■ **Problem statement**
Arrange every line of the records below as a numbered list, leaving out any blank lines.

— BEGIN Given records —

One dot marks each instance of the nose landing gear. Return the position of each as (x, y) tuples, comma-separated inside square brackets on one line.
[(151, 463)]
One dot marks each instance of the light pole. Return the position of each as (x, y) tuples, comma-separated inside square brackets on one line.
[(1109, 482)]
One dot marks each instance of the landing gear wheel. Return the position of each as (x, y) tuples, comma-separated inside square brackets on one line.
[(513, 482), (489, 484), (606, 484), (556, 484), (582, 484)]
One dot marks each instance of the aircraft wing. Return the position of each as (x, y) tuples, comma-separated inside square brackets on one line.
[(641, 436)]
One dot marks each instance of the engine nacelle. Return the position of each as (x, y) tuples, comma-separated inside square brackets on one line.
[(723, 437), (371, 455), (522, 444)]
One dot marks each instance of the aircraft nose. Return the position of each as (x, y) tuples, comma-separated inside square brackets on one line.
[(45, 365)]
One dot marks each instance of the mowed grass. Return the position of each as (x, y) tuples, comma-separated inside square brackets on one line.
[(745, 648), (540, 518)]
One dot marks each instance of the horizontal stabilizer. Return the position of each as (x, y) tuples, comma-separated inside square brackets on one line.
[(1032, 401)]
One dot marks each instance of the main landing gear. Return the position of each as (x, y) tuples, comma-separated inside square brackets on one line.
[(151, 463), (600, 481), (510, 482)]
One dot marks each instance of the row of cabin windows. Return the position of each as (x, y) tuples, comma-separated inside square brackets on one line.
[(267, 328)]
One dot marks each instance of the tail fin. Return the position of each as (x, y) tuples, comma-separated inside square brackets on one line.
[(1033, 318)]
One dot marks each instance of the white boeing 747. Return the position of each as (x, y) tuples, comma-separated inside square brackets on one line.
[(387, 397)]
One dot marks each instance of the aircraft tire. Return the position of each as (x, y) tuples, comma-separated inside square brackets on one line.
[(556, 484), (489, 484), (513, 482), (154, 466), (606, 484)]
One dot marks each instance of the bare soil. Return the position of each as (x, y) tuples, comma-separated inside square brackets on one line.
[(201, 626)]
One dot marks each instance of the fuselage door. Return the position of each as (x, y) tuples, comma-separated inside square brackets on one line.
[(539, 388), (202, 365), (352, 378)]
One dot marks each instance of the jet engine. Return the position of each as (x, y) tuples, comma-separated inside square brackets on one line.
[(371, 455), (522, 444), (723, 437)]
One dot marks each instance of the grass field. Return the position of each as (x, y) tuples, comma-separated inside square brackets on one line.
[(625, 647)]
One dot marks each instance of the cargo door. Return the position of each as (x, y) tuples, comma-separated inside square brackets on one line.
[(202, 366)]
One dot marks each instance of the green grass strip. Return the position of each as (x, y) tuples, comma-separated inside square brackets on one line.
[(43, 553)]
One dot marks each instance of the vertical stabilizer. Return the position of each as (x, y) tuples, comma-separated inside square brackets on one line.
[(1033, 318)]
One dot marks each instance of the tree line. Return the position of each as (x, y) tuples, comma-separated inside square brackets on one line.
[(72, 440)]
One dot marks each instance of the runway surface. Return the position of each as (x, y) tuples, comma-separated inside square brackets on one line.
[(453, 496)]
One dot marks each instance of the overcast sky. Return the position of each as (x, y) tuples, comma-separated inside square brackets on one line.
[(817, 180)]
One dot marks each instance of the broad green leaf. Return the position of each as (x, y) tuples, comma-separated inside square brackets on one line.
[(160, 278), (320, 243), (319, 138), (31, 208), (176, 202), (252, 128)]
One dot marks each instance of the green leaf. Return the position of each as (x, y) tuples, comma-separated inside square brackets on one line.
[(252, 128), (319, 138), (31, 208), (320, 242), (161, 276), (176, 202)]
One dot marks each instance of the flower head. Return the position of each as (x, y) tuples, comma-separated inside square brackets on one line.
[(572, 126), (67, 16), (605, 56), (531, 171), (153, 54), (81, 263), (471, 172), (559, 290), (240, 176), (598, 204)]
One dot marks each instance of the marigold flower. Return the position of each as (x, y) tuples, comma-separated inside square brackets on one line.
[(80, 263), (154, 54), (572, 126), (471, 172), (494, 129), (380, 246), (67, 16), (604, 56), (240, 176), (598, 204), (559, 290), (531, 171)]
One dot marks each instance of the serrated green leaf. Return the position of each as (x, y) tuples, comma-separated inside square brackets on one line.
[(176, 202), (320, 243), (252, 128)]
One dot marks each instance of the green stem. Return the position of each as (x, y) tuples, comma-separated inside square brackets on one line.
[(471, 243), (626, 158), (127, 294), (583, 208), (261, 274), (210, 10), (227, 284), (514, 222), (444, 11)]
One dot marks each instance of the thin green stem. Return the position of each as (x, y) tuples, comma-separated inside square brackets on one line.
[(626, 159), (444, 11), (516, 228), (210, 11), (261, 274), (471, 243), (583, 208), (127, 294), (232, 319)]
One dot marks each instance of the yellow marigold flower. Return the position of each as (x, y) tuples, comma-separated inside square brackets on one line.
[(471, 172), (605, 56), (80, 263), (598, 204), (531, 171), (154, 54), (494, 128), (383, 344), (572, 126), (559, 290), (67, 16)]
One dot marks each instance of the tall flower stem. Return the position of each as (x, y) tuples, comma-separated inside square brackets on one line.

— END Given records —

■ **Solution to the problem**
1. One dot marks each instance of the nose landing gear. Return the position of each as (x, y) tuples, comma-separated inside square brackets on one line.
2. [(151, 463)]
3. One dot marks each instance of the light pole. Return the position of each as (x, y) tuples, comma-separated inside square brackets on one line.
4. [(1109, 482)]
5. One dot marks each instance of the landing gear wheel. Return the position of each as (x, y) tuples, comma-separated inside square brackets on one line.
6. [(513, 482), (489, 484), (606, 484), (556, 484), (582, 484)]
7. One dot marks each instance of the aircraft wing. Return the position of each as (x, y) tuples, comma-separated inside square brackets on one line.
8. [(641, 436)]
9. One dot marks each instance of the engine nacelle. Return the position of each as (x, y) tuples, comma-separated inside square brackets on one line.
10. [(723, 437), (371, 455), (522, 444)]
11. One dot marks each instance of the aircraft nose. Return the position of each as (x, y) tuples, comma-separated inside square brackets on one line.
12. [(45, 365)]
13. One dot marks each instance of the mowed grass. Return the position of each as (x, y) tuples, comma-separated inside square brackets on one line.
14. [(745, 648), (540, 518)]
15. One dot marks each instance of the horizontal stabilizer. Return the position of each as (x, y) tuples, comma-separated inside square brackets on one line.
16. [(1032, 401)]
17. One dot marks each instance of the main landing gear. Return the position of each as (x, y) tuples, comma-separated inside square brackets on one line.
18. [(151, 463), (600, 481), (510, 482)]
19. One dot marks each instance of the row of cabin windows. Return the position of each as (x, y) tuples, comma-separated inside square brackets on one line.
20. [(267, 328)]
21. One dot marks each instance of the tail fin. Return the position of each as (x, y) tuples, comma-separated inside square brackets on one line.
22. [(1033, 318)]
23. One dot marks each instance of the white boeing 747. Return the position of each as (x, y) tuples, comma-separated inside square brackets on one line.
24. [(387, 397)]
25. One dot marks each instance of the aircraft tire. Return the position of each as (x, y) tuples, comma-separated inside square brackets on one line.
26. [(556, 484), (489, 484), (513, 482), (154, 466), (606, 484)]
27. One dot marks each instance of the bare soil. Return the position of each as (x, y) tuples, comma-separated inside square brackets on one line.
28. [(201, 626)]
29. One dot marks each instance of the fuselage door. Return the position of each as (x, y) tuples, comma-separated inside square brackets on one line.
30. [(539, 388), (202, 365), (352, 378)]
31. One dot marks each instance of the jet engine. Return the position of each as (x, y) tuples, comma-separated inside square brackets on one line.
32. [(371, 455), (522, 444), (723, 437)]
33. One dot marks each instance of the grass field. Return the position of each as (x, y) tuples, comma-separated inside square brackets on one line.
34. [(625, 647)]
35. One dot marks each instance of the cargo door. Return the position of each as (x, y) tuples, comma-separated inside square brackets on one line.
36. [(202, 366)]
37. One dot marks each instance of the green grass strip. Return the position of each as (x, y) tuples, comma-separated inside square brackets on one line.
38. [(43, 553)]
39. One dot marks each instance of the vertical stabilizer. Return the position of each as (x, y) tuples, comma-separated inside square brackets on one line.
40. [(1033, 318)]
41. One dot marks each instance of the tree line. Return the position of each as (x, y) tuples, comma-separated inside square brackets on one line.
42. [(72, 440)]
43. One dot marks each instance of the runway surface. Return the position of each as (x, y) tuples, comma-separated inside square brackets on one line.
44. [(453, 496)]
45. One dot marks each instance of the overcast sky. Return the position of each as (x, y) tuples, comma-separated inside square brackets on one line.
46. [(817, 180)]
47. One dot marks each instance of the broad green leaf. Return the position of each as (x, y) tuples, comma-separated inside square brackets on one line.
48. [(160, 278), (320, 243), (319, 138), (31, 208), (176, 202), (252, 128)]
49. One dot marks each instance of the green leaf. Return the position of each as (x, y) tuples, comma-separated inside square brackets on one line.
50. [(252, 128), (319, 138), (31, 208), (320, 242), (161, 276), (176, 202)]
51. One dot marks each instance of the flower head. Return the position of each as (x, y) tuples, comma-separated inside square brackets on one line.
52. [(572, 126), (67, 16), (605, 56), (531, 171), (153, 54), (81, 263), (471, 172), (559, 290), (240, 176), (598, 204)]
53. One dot marks each instance of the marigold flower. Return the position of each as (x, y) tuples, comma-separated inside square brackets on one line.
54. [(80, 263), (154, 54), (572, 126), (471, 172), (494, 129), (380, 246), (67, 16), (604, 56), (240, 176), (598, 204), (559, 290), (531, 171)]
55. One dot marks each instance of the serrated green leaf. Return the position of each as (x, y) tuples, comma-separated inside square brackets on one line.
56. [(176, 202), (320, 243), (252, 128)]
57. One dot marks each instance of the green stem. Return the position of each as (x, y) tuples, comma-separated inside square brackets on one line.
58. [(471, 243), (626, 158), (127, 294), (583, 208), (261, 274), (210, 10), (227, 284), (514, 222), (444, 11)]
59. One dot marks each instance of the thin green stem. Return the position of each as (x, y) tuples, comma-separated inside square brackets on one line.
60. [(626, 159), (444, 11), (516, 228), (210, 11), (261, 274), (471, 243), (583, 208), (127, 294), (232, 319)]
61. One dot marks each instance of the yellow marigold flower. Return the position of each as (x, y) tuples, comma-separated inside square brackets on one line.
62. [(471, 172), (605, 56), (80, 263), (598, 204), (531, 171), (154, 54), (494, 128), (383, 344), (572, 126), (559, 290), (67, 16)]
63. One dot marks each instance of the tall flower stem. Return the position of each as (x, y) tuples, comma-separated inside square brackets on one line.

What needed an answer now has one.